Task brief:
Please rewrite the records below, replacing "Drop a dot" with "Put a mark" and leaving everything else unchanged.

┌─ Input records

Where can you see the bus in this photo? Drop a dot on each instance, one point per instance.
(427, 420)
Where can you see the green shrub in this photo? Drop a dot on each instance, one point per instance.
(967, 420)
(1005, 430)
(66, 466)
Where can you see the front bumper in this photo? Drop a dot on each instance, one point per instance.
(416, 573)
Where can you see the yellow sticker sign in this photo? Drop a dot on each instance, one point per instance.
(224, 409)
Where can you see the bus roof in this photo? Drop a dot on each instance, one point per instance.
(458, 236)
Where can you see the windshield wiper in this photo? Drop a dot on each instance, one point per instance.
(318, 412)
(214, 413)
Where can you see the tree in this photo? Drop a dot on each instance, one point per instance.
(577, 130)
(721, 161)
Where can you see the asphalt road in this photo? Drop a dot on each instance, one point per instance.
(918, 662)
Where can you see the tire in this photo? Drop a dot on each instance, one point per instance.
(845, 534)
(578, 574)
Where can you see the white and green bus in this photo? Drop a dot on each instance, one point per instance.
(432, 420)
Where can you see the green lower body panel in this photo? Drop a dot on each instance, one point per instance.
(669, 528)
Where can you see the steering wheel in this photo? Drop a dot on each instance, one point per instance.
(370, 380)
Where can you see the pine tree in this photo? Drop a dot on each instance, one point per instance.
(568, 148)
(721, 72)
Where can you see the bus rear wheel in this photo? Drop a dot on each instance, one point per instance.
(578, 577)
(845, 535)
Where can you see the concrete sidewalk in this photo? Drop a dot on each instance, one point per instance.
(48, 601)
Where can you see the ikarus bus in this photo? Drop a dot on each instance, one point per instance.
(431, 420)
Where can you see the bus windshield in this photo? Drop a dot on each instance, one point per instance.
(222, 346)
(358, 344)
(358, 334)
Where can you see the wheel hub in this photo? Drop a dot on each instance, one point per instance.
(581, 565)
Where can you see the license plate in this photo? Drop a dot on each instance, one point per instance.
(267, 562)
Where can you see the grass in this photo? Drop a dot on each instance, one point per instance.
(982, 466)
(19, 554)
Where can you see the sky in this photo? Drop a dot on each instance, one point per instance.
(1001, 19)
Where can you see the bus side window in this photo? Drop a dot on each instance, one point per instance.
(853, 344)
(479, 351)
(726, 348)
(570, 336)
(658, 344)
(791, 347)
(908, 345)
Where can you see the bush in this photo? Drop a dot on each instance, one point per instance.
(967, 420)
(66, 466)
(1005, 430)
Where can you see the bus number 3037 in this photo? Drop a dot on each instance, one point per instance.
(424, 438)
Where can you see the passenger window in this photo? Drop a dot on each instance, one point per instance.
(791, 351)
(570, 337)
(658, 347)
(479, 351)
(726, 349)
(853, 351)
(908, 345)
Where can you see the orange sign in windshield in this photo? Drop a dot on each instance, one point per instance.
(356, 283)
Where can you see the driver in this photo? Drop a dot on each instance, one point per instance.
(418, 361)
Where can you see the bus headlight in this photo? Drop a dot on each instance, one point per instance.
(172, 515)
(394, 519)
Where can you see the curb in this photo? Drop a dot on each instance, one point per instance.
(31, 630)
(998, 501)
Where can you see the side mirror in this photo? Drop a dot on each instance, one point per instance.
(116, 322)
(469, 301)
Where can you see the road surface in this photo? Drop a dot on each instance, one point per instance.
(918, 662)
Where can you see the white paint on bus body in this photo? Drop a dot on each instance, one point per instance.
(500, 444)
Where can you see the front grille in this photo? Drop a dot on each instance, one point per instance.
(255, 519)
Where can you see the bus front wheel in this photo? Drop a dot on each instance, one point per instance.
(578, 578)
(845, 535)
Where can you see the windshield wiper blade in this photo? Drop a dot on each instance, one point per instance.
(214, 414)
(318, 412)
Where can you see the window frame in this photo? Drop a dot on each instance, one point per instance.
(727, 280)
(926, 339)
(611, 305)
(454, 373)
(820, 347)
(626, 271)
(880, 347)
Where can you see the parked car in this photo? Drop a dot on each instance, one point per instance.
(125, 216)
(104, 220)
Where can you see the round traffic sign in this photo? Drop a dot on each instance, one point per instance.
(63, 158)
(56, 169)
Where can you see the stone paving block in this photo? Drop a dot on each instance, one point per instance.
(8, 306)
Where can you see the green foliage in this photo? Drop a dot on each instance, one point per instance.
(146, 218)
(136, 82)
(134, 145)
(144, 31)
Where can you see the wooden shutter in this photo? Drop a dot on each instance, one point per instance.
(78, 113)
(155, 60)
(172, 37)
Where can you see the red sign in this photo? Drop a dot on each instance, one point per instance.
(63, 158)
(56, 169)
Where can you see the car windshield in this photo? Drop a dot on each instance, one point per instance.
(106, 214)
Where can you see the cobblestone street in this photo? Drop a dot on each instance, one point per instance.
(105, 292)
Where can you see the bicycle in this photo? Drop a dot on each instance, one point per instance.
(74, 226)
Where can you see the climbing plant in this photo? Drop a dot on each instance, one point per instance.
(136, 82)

└─

Response to this exercise:
Where can you see the bus in this photo? Put a mark on each instance, one point per instance.
(427, 420)
Where can you see the green shrub in this photo? Put a mark on each instance, one point per instance.
(967, 420)
(1005, 430)
(66, 466)
Where can you see the front bumper in this photo? Put a mark on each instance, one point per instance.
(416, 573)
Where can you see the yellow sticker sign in this photo? Put a mark on each instance, one point per instance.
(224, 409)
Where can you see the bus roof in this photo? Put a mark on each instance, one point per instance.
(458, 236)
Where can you see the windshield wiper in this photo? Put a mark on each instance, one point per instance.
(318, 412)
(214, 413)
Where can you see the tree in this photo? Put a mark on each instance, one point per instance.
(577, 130)
(721, 161)
Where can you see the asphalt road in this photo? Put a mark on each instance, one point per instance.
(918, 662)
Where can you see the tire in this photo? Put a mark on each instance, one point per instance.
(845, 534)
(578, 574)
Where can you see the white and green bus in this photo? Put a mark on each instance, one point per instance.
(432, 420)
Where can you see the green lower body panel in this photo? Put a mark on each instance, one point per instance.
(669, 528)
Where can you see the steering wheel in this photo? Put a mark on each instance, one point per instance.
(370, 380)
Where can you see the pine tree in this photo? Put a mark on each instance, one point per instance.
(568, 148)
(721, 72)
Where can you see the bus rear wheel in this photo? Put a mark on each instance, one point per instance.
(578, 577)
(845, 535)
Where can you see the concrete sidewalk in this photo? Put a mark on each instance, one point per instance.
(48, 601)
Where can you see the ikarus bus in this photo? Put a mark on each instance, one point per instance.
(431, 420)
Where can you see the bus windshield in this photo? Put a mark on each instance, one point per instance.
(222, 346)
(358, 344)
(358, 334)
Where can you see the wheel hub in this photo? Put a mark on each instance, one point per instance.
(581, 565)
Where can you see the license plate in this photo? Put a mark on each instance, one point per instance.
(267, 562)
Where can you see the grass in this photo? Put a mark on each instance, one point per instance.
(982, 466)
(19, 554)
Where can you see the sky in this photo? Put a mark on each instance, one point per instance.
(1001, 19)
Where can you see the bus side window in this photo? Put a mark on each instance, one point per instance.
(853, 344)
(479, 351)
(726, 348)
(570, 336)
(658, 344)
(791, 347)
(908, 345)
Where can you see the bush in this photo? Put a mark on each instance, one point per instance.
(967, 420)
(66, 466)
(1005, 430)
Where can you see the bus number 3037 in this photo? Put a mark on each instance, one point per instance.
(424, 438)
Where can you see the passenger window in this photo? Put a mark on each instance, one point per instance.
(791, 351)
(570, 337)
(658, 347)
(479, 351)
(726, 349)
(853, 351)
(908, 345)
Where can you see the orange sign in windshield in this photo? Put a mark on each instance, one point per instance.
(356, 283)
Where can you see the driver in this photo? Put a mark on each instance, one point per instance.
(418, 361)
Where can you see the bus headlight in this photo? Put a mark on each instance, one point per instance.
(172, 515)
(394, 519)
Where can you see the curb in this photo? Put a mark on each instance, one point per instance.
(31, 630)
(998, 501)
Where can you see the side mirror in this photo? Put a mark on each instance, one point per instance.
(116, 322)
(469, 301)
Where can you see the road surface in this photo? Put a mark on each instance, one point per instance.
(918, 662)
Where can you see the white paint on bus body in this photo? Put a mark on each instance, one point per instance.
(500, 444)
Where can you see the front grille in this photo? Put a mark on each instance, one point per instance.
(255, 519)
Where can you see the bus front wheel in this photo? Put a mark on each instance, one point per instance.
(578, 578)
(845, 535)
Where can you see the windshield wiper blade in this photo? Put a mark on each instance, one point per instance.
(214, 414)
(318, 412)
Where can you see the window frame in this photo? Put a mark on each instance, one point per instance.
(727, 280)
(926, 339)
(611, 305)
(454, 373)
(820, 347)
(626, 271)
(880, 347)
Where can you see the parked car in this photo? Put a mark on each instance, one point per instance.
(125, 216)
(104, 220)
Where can you see the round traffic sign in this photo? Put a mark on each instance, one point per instance.
(63, 158)
(56, 169)
Where can you see the stone paving block in this photo? Put a mark on each instance, one point per instance.
(8, 306)
Where can you see the green foliage in this photo? Put a mark on each instance, one point per instance.
(146, 218)
(136, 82)
(134, 145)
(144, 31)
Where can you see the wooden shutter in this photo? Put a mark on each instance, one point per instance.
(78, 113)
(155, 60)
(172, 37)
Where can you see the red sign in this photo? Put a mark on each instance, one point per instance.
(63, 158)
(56, 169)
Where can you see the car windshield in this photo? Put a mark on each instance, one point per instance.
(106, 214)
Where can you see the cobblestone street in this photo? Put a mark on each instance, one point per instance.
(105, 292)
Where can you see the bicycle in this photo? Put a mark on each instance, one point per instance.
(74, 226)
Where can you see the climbing plant in this photo? Put a mark on each instance, one point per instance.
(136, 82)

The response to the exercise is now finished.